**WORK TO COMPLETE**: Every line from the one with "Task: mark each instance of the small distant" through the end of the records below should be restated word for word, and nothing outside that span.

===== MATERIAL SUPPLIED =====

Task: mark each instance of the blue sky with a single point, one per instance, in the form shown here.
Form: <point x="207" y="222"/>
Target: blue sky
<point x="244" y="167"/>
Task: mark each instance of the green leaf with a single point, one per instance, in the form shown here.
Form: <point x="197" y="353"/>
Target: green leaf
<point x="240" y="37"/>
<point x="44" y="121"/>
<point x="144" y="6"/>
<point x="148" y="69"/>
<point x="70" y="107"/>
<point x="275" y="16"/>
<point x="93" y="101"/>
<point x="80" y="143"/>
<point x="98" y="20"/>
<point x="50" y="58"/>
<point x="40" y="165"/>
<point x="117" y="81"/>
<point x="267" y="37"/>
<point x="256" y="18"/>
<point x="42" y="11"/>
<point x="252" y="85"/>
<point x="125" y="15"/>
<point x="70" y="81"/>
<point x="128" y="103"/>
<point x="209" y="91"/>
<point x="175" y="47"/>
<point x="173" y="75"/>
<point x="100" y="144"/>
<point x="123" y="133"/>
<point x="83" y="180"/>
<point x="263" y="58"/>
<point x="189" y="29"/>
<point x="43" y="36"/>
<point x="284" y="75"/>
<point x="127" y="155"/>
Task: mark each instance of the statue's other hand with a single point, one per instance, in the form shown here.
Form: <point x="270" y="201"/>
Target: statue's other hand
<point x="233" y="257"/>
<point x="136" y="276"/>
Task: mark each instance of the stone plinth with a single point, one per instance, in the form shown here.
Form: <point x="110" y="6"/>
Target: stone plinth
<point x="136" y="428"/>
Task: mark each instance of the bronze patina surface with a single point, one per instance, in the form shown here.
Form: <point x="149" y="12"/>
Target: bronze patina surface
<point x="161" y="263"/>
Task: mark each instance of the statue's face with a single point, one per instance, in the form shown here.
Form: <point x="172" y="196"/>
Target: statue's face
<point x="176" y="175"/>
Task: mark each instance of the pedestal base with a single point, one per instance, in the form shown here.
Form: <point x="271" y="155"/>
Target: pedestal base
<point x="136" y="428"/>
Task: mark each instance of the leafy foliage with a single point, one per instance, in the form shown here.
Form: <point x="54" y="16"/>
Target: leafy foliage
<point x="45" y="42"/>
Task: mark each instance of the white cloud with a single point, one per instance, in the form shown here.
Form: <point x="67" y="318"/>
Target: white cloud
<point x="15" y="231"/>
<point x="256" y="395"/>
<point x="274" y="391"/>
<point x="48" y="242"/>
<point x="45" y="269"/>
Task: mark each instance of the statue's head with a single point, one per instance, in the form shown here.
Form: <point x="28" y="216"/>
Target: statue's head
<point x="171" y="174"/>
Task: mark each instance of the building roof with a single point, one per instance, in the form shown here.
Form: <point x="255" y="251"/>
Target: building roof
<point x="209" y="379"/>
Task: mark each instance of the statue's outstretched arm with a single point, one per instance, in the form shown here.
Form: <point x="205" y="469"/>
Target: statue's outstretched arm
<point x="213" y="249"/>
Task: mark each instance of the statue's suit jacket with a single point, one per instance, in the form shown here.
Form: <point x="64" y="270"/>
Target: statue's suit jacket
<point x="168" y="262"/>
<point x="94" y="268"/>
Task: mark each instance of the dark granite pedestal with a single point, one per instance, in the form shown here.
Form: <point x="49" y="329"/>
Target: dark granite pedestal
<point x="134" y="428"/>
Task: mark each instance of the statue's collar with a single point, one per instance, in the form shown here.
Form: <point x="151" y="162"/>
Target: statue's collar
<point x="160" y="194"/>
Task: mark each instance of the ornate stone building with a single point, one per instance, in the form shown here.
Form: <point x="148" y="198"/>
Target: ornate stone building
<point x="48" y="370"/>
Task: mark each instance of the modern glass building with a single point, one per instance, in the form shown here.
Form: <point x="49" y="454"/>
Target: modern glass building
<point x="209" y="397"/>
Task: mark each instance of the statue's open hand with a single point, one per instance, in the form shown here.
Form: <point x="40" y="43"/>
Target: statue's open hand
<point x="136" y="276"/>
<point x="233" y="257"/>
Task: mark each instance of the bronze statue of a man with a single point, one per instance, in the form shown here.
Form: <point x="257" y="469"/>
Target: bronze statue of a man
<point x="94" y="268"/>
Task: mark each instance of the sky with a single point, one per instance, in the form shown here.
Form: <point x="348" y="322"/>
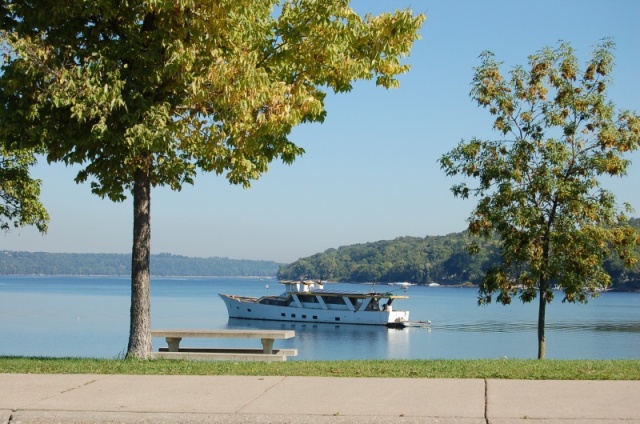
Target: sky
<point x="370" y="171"/>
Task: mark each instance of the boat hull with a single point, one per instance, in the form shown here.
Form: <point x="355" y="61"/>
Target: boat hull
<point x="247" y="308"/>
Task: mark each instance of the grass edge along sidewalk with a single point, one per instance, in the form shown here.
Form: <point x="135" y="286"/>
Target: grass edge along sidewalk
<point x="524" y="369"/>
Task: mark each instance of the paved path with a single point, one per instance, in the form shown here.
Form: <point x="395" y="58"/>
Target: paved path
<point x="82" y="398"/>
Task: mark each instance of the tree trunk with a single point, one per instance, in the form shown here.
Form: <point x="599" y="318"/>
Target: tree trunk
<point x="140" y="320"/>
<point x="542" y="308"/>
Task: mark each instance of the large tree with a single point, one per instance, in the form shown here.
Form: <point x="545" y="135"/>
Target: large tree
<point x="538" y="186"/>
<point x="142" y="93"/>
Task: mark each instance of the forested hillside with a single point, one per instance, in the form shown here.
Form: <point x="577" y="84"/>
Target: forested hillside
<point x="39" y="263"/>
<point x="434" y="259"/>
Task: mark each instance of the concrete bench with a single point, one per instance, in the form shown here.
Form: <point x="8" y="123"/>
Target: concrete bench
<point x="267" y="353"/>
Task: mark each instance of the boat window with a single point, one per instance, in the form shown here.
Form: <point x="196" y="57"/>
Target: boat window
<point x="307" y="298"/>
<point x="333" y="300"/>
<point x="273" y="301"/>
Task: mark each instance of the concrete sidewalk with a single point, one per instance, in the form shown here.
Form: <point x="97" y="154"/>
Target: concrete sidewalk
<point x="34" y="398"/>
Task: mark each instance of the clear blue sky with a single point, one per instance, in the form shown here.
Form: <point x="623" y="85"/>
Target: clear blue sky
<point x="370" y="171"/>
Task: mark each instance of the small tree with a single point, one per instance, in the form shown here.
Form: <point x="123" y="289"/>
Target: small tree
<point x="144" y="93"/>
<point x="539" y="189"/>
<point x="19" y="193"/>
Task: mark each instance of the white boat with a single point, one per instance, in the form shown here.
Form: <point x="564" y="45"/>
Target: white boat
<point x="308" y="301"/>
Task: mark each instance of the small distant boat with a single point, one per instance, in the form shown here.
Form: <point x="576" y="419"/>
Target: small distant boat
<point x="308" y="301"/>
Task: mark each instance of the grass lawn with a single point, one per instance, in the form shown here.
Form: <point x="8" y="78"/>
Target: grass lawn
<point x="528" y="369"/>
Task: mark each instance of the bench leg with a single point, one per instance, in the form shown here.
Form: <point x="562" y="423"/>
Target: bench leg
<point x="267" y="346"/>
<point x="174" y="343"/>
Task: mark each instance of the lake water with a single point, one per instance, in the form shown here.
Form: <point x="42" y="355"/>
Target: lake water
<point x="89" y="317"/>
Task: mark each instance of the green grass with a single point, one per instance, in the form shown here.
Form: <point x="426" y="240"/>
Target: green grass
<point x="490" y="368"/>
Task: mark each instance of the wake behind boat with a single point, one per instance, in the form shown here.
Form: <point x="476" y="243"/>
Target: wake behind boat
<point x="308" y="301"/>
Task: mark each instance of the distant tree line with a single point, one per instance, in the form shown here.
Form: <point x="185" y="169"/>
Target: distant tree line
<point x="432" y="259"/>
<point x="40" y="263"/>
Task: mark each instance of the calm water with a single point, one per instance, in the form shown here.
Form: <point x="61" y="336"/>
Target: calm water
<point x="89" y="317"/>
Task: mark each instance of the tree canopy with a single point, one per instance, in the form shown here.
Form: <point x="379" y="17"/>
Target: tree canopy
<point x="538" y="188"/>
<point x="19" y="193"/>
<point x="147" y="92"/>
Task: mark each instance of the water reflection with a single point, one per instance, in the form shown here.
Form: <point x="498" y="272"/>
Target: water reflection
<point x="78" y="316"/>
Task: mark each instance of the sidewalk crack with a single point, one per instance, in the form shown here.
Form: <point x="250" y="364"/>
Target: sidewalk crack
<point x="250" y="401"/>
<point x="486" y="401"/>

=====

**WRITTEN REPLY**:
Task: mark each instance of the small distant boat with a single point, one per instance, in the form shown here.
Form: <point x="576" y="419"/>
Target: small distant boat
<point x="308" y="301"/>
Task: mark each instance of the grass lawn with a single point, one per instance, in the form shown here.
Form: <point x="8" y="78"/>
Target: grass lawn
<point x="528" y="369"/>
Task: mark each instance of the bench leg with a single point, one per instance, in the form shown here.
Form: <point x="562" y="423"/>
Target: bench leg
<point x="267" y="346"/>
<point x="174" y="343"/>
Task: mark each instance of the lake water with a single point, one per instance, in the form shown here.
Form: <point x="42" y="355"/>
Target: lake water
<point x="89" y="317"/>
Task: mark each instance of the green grass with a single point, one per instance, in the form shown here.
Form: <point x="426" y="240"/>
Target: green grass
<point x="490" y="368"/>
Task: mark each instance of the wake behind boat with a single point, one per instance, in the form shown here.
Form: <point x="476" y="243"/>
Target: wake behind boat
<point x="308" y="301"/>
Task: mark each instance of the distant tree line with a single point, one per instance, in the form shown here.
Form: <point x="185" y="169"/>
Target: distant tree line
<point x="432" y="259"/>
<point x="40" y="263"/>
Task: mark each instance of the calm water with a single point, one per instance, in the form shown here.
Form: <point x="61" y="336"/>
Target: calm water
<point x="89" y="317"/>
Task: mark each instance of the tree canopy with a single point, one per instance, in the form shown here.
Form: <point x="379" y="17"/>
Target: tree canopy
<point x="538" y="188"/>
<point x="19" y="193"/>
<point x="147" y="92"/>
Task: mark each instance of the water reflection with a single point, one per instance, in the form shown here.
Form: <point x="498" y="272"/>
Target: water reflection
<point x="78" y="316"/>
Task: mark each instance of the sidewalk crack with a single point, one per instance, in the form shown here.
Form: <point x="250" y="364"/>
Target: sidewalk crack
<point x="250" y="401"/>
<point x="486" y="401"/>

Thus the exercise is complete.